> THE DATA:
[BEGIN]

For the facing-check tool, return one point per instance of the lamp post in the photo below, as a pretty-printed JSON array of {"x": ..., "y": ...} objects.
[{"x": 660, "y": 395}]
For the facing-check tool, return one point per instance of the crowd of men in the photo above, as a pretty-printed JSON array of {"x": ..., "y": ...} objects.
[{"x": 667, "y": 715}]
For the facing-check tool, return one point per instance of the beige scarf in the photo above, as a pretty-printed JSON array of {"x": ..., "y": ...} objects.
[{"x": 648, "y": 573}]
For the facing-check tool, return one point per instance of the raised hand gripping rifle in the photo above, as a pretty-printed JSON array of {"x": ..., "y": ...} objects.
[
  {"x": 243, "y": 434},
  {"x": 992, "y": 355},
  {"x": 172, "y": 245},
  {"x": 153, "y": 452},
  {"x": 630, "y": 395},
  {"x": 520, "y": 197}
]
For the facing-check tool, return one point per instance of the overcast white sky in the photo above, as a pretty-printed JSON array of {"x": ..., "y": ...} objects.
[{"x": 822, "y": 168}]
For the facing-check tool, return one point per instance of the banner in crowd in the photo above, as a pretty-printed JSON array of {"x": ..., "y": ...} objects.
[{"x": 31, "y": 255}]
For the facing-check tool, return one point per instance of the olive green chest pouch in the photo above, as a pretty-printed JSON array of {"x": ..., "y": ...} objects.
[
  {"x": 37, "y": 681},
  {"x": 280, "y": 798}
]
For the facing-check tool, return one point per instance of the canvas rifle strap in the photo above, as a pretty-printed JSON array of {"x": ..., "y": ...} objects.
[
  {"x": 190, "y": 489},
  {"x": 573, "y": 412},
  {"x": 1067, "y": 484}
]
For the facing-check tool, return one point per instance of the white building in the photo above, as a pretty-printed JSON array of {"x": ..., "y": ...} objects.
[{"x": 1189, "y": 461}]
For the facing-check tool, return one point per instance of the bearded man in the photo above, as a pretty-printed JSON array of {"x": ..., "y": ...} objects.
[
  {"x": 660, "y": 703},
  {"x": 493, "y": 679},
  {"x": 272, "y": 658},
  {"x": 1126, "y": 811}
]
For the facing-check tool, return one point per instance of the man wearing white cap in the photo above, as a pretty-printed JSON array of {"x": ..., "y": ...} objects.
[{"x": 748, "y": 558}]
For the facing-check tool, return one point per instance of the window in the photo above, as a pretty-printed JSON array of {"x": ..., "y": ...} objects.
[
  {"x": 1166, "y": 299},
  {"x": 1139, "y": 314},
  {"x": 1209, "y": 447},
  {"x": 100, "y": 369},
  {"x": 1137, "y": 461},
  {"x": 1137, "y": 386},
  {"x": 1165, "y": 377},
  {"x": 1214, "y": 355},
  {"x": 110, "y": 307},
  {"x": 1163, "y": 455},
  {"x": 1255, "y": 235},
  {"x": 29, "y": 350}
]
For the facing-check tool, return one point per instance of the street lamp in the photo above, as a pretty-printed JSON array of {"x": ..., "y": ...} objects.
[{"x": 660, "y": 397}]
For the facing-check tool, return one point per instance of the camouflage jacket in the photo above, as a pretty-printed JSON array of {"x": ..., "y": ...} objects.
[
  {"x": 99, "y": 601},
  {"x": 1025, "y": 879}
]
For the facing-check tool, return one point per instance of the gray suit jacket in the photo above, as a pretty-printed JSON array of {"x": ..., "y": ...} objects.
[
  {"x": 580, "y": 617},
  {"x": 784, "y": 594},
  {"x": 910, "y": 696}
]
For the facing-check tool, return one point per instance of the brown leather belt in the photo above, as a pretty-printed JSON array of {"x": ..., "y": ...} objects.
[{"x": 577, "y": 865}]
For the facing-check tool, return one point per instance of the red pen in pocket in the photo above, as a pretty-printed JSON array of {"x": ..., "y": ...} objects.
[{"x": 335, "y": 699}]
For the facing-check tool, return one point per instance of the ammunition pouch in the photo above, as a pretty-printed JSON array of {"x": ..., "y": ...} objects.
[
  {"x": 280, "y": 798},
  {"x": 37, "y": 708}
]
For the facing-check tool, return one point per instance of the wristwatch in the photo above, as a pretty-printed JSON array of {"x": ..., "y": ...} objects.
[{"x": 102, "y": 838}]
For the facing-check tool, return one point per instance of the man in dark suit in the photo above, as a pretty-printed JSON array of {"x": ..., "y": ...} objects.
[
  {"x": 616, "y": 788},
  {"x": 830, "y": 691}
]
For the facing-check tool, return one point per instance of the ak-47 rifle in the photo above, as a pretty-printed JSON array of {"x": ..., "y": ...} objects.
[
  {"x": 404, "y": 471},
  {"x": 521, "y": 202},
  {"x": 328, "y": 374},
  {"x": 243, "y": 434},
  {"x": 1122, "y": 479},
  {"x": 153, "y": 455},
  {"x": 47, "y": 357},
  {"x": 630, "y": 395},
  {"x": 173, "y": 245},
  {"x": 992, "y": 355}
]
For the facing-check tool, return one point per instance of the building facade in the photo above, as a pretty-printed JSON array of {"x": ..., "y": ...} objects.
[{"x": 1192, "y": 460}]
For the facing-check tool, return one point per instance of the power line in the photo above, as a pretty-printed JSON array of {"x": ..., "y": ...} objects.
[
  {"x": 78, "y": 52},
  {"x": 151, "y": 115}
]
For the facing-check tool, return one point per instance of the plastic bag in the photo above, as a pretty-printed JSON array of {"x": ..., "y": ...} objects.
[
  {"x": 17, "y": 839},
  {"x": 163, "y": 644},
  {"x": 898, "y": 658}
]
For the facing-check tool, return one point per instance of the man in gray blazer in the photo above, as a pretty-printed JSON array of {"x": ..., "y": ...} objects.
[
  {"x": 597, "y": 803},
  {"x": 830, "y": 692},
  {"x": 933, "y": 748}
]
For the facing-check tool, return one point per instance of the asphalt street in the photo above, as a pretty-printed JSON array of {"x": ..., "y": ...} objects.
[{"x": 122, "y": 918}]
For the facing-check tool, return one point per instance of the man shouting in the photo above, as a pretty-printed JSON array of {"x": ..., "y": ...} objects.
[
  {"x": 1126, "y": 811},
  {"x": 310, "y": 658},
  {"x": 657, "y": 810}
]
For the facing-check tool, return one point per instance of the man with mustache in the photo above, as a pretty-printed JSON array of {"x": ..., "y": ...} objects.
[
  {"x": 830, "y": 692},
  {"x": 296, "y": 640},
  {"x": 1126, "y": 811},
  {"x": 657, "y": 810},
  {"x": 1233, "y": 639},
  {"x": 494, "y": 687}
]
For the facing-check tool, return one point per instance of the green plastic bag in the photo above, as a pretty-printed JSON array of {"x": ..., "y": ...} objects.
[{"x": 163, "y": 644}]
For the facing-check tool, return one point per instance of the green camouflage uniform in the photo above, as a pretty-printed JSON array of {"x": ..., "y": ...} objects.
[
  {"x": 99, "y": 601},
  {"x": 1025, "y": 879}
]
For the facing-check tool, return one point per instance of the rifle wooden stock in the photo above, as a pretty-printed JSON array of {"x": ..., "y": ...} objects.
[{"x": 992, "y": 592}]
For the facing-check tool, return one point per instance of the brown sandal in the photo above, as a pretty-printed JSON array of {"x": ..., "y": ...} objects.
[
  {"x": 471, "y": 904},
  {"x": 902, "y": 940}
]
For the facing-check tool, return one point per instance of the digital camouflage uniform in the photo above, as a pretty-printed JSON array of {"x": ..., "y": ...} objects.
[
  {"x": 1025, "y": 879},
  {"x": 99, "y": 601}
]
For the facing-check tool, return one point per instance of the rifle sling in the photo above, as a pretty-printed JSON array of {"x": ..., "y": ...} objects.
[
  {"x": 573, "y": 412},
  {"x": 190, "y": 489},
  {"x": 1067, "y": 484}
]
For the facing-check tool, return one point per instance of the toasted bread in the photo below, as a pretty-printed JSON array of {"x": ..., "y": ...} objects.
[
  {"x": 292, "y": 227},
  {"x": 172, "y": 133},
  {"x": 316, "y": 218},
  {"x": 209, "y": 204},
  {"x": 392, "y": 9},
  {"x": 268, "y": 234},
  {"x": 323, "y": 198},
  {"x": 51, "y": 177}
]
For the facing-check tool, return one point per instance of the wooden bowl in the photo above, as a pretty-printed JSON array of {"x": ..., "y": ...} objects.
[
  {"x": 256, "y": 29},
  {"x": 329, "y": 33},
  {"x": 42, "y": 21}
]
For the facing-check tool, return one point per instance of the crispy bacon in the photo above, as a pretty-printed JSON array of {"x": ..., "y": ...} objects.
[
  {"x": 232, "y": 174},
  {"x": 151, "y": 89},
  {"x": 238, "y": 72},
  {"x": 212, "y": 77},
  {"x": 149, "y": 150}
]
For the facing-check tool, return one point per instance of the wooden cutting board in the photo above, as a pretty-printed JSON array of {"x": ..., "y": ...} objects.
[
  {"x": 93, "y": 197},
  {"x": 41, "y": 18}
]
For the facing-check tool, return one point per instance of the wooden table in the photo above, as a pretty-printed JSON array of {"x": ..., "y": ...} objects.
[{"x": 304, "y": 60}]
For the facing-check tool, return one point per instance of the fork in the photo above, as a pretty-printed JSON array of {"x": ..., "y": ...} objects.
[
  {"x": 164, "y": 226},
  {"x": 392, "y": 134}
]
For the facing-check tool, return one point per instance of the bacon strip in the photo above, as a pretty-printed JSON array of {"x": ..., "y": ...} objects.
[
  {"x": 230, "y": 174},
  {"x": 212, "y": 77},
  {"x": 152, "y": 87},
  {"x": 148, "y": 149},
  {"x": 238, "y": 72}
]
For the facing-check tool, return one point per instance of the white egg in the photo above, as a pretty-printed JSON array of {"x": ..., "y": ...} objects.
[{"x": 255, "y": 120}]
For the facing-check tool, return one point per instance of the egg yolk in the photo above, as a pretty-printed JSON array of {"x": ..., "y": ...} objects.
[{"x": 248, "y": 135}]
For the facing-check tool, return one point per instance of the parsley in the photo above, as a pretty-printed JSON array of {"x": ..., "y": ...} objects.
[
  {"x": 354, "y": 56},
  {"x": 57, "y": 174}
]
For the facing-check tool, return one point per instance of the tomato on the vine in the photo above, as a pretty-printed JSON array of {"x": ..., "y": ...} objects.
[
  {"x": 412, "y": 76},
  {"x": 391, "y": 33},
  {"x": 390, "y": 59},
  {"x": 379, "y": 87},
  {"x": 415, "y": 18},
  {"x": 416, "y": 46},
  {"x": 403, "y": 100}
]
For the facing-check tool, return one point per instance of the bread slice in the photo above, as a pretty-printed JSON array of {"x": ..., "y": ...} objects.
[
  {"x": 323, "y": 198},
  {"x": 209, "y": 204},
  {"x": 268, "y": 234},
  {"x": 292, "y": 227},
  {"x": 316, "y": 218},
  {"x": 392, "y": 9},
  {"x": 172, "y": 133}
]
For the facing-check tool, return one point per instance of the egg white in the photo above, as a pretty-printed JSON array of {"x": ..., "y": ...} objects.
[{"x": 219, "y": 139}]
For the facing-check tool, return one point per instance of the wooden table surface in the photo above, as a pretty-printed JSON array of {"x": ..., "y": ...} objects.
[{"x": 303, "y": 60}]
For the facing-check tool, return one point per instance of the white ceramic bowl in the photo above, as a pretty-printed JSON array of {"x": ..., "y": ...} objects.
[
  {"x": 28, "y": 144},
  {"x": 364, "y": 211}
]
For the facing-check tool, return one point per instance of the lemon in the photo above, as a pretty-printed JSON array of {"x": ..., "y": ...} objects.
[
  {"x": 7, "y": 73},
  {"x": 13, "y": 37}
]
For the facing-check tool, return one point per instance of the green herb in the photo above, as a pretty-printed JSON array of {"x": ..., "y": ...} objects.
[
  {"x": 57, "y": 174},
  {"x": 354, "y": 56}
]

[END]

> YOUR INSTRUCTIONS:
Each line from the one with "wooden table surface" through the last line of the records must be written out word for word. Include nothing else.

> ANSWER BELOW:
For the facing-check tool, return one point per instance of the wooden table surface in the photo above, as a pretty-printed JSON array of {"x": ..., "y": ...} objects.
[{"x": 303, "y": 60}]
For the facing-check tool, return one point per instance of the white ceramic bowl in the photo above, as a pretty-printed JSON array of {"x": ..., "y": ...} objects.
[
  {"x": 28, "y": 144},
  {"x": 364, "y": 211}
]
For the facing-check tool, return one point per instance of the lemon in the photo above, as a pretty-printed JSON array of {"x": ..., "y": ...} objects.
[
  {"x": 7, "y": 73},
  {"x": 13, "y": 37}
]
For the facing-check tool, return one point per instance of the green herb in the photo above, as a pretty-printed JSON array of {"x": ..., "y": ...} objects.
[
  {"x": 57, "y": 174},
  {"x": 354, "y": 56}
]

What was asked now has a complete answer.